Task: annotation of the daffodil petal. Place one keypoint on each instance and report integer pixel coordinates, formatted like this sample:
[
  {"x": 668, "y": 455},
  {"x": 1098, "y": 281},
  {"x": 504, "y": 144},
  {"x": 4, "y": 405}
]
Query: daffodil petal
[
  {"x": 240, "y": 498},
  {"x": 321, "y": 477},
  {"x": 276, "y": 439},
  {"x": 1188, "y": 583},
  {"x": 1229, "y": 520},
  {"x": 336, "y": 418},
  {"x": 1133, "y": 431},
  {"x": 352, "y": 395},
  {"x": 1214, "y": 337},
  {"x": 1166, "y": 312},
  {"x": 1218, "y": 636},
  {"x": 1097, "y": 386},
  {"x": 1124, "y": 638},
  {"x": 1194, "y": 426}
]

------------------------

Show each line of the items above that contains the word "petal".

- **Written response**
Task: annotation of the daffodil petal. Place one keypoint on each instance and report integer pixel coordinates, formatted like this sample:
Query: daffodil petal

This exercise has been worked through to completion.